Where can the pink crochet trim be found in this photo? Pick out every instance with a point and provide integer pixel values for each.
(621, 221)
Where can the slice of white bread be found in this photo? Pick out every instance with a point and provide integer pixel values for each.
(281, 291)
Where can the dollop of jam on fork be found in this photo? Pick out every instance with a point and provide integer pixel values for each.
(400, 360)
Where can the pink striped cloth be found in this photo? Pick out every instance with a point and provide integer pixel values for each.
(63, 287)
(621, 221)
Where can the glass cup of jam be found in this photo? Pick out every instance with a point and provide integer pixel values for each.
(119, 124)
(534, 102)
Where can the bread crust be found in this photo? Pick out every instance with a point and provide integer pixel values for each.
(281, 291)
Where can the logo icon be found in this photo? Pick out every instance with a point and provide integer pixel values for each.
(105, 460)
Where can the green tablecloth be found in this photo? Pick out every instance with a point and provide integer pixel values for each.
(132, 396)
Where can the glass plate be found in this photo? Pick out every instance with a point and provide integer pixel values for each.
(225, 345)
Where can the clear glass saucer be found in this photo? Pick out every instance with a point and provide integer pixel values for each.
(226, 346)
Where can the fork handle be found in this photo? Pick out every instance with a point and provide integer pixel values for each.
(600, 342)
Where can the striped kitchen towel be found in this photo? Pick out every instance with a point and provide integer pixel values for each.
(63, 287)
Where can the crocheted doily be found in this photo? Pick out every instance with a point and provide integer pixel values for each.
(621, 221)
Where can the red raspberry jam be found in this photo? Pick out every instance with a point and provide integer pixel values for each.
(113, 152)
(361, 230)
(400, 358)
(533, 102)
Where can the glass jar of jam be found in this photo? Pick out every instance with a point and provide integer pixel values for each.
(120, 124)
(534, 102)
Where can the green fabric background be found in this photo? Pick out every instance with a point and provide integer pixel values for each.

* [EXERCISE DESCRIPTION]: Give back the entries starting with the line containing "Where can the fork" and going on through the end of the entries, with "kitchen towel" replaced by "dish towel" and nothing else changed.

* [RESULT OF THE EXERCISE]:
Where can the fork handle be found in this photo? Pick out every instance with a point and provide integer pixel values for each.
(600, 342)
Where can the striped dish towel be found in this photo? Pick out every instance with a point and provide integer pixel values for each.
(63, 287)
Where can the crocheted doily be found in this photo? Pick out every instance with a point and provide integer pixel values for each.
(621, 221)
Where can the red raspberry jam be found in this photo? Pick out every instance with a point and provide integer pixel values for each.
(113, 152)
(361, 230)
(400, 358)
(533, 102)
Where can the glass jar of jam be found in this photo? Pick out every instance with a point and provide integer pixel values for each.
(120, 124)
(534, 102)
Where can the green fabric background be found in this photo? Pick out every instance with a point and provide integer pixel values for each.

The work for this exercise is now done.